Excerpt:

########

GERBER, J. Symphony No. 11 for the Virtual Orchestra. Home & Love.1 Body Politics.2 Hymn to the Divine. ● Jerry Gerber (synthesizer, software, signal processing, monitoring): Zebra 2, Dune 3, Yamaha MODX-6, Z3TA-2, FM8, Kontakt 6; Software: Cakewalk Digital Audio Workstation, Acoustica Audio Editor, HOFA CD-Burn DDP Master; Signal Processing: VSL MIR, Ozone 8, IK Multimedia Plate Reverb, Acon Digital Equalization; Monitoring: ADAM S3H Kira Fondse (vocals) Cathy Colman (narration) ● OTTAVA 21-015 (41:30)


 At first glance, this album may take many Fanfare readers by surprise. Created entirely (or, nearly entirely—more on this below) by synthesizers and computers, composer Jerry Gerber has written music of the digital age for a virtual, computerized orchestra. Within such parameters, Gerber is an artist, a pioneer exploring a field within the digital landscape. Gerber turns ones and zeros into sounds, layering and collaging these sounds together to create something that is not altogether the sound of an orchestra, but also isn’t just the bleeps and blips of a computer. I disagree that this music is indistinguishable from the sound of a real, live orchestra, as David Baer claims in his liner notes for the album: “…virtual performances can be created that are indistinguishable from real performances by a top-tier symphony orchestra.” However, as a digitally organized orchestra of sounds both pre-recorded and computer generated, I liked the quirky, ultra digital sounds mixed with the sweep of digitized violins and horns. As I listened to this album, I imagined rows of technicians, plugging away at computers and programs of synthesizer sounds all digitally harmonizing first in a digital space, then in an auditory expression, computer speakers cranked.


Still, this kind of music pales in comparison to the sound of live musicians playing non-digital instruments—however, I think there is something to be said for Gerber’s foresight about the possibilities with digital and computerized sounds. It may not be long now before visual landscapes of films and even actors are completely computerized to a degree of detail that is believable—why wouldn’t the same technology apply to music? Much of pop music relies on some engineering or enhanced sounds to create catchy tunes and instant hits—why wouldn’t we apply these same digital possibilities to classical music?


Even so, I think it would be especially interesting to see this music performed live—analog musicians and a breathing, human chorus alongside synthesizers and amps—as a true synthesis of analog and virtual music. But of course, this might undermine Gerber’s aim to create a symphony for a wholly digital orchestra (and threatens to wander into the niche carved by Mannheim Steamroller).

########

Given data:
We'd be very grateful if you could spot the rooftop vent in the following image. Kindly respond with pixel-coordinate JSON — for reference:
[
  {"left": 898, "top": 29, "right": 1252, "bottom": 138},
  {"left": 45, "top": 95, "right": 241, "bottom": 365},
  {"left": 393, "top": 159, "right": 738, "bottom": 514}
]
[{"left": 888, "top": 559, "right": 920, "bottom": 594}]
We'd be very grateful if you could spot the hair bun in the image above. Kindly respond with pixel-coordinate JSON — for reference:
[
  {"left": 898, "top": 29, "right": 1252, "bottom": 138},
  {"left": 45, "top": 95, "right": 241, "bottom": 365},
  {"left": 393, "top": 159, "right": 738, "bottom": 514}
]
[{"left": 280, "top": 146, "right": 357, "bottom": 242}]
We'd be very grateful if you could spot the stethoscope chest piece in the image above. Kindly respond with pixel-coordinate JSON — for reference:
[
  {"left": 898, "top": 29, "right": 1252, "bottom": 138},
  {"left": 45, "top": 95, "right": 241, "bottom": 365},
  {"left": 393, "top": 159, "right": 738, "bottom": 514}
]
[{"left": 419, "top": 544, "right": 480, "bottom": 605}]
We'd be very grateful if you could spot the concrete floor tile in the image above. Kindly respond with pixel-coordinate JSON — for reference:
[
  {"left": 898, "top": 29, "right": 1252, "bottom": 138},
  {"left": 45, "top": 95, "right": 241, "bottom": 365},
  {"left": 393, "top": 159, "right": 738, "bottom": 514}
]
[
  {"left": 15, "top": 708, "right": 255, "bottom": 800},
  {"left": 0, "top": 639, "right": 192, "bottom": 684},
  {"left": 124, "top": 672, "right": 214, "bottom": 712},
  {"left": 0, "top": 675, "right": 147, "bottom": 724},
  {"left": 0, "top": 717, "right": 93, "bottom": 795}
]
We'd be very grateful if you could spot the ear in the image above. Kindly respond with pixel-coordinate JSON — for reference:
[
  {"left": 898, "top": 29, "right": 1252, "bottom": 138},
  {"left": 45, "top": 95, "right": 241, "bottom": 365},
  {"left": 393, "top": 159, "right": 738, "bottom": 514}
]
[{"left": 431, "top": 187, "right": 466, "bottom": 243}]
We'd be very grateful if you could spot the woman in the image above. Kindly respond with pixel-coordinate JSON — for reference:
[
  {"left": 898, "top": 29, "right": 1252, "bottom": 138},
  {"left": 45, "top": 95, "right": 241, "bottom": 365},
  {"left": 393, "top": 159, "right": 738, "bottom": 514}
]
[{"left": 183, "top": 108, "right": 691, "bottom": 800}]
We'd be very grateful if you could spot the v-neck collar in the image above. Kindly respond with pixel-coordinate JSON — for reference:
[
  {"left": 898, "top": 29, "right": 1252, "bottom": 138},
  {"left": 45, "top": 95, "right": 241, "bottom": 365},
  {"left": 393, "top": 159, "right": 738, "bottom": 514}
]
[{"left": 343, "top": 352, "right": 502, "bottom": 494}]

########

Goals:
**1.** Quote the passage of the review of Jerry Gerber's Symphony No. 11 that opens with the words containing "GERBER, J. Symphony" and closes with "OTTAVA 21-015 (41:30)".
**2.** According to the review of Jerry Gerber's Symphony No. 11, who provides the narration on the album?
You can set the listing aside.

Answers for the exercise:
**1.**
GERBER, J. Symphony No. 11 for the Virtual Orchestra. Home & Love.1 Body Politics.2 Hymn to the Divine. ● Jerry Gerber (synthesizer, software, signal processing, monitoring): Zebra 2, Dune 3, Yamaha MODX-6, Z3TA-2, FM8, Kontakt 6; Software: Cakewalk Digital Audio Workstation, Acoustica Audio Editor, HOFA CD-Burn DDP Master; Signal Processing: VSL MIR, Ozone 8, IK Multimedia Plate Reverb, Acon Digital Equalization; Monitoring: ADAM S3H Kira Fondse (vocals) Cathy Colman (narration) ● OTTAVA 21-015 (41:30)

**2.** Cathy Colman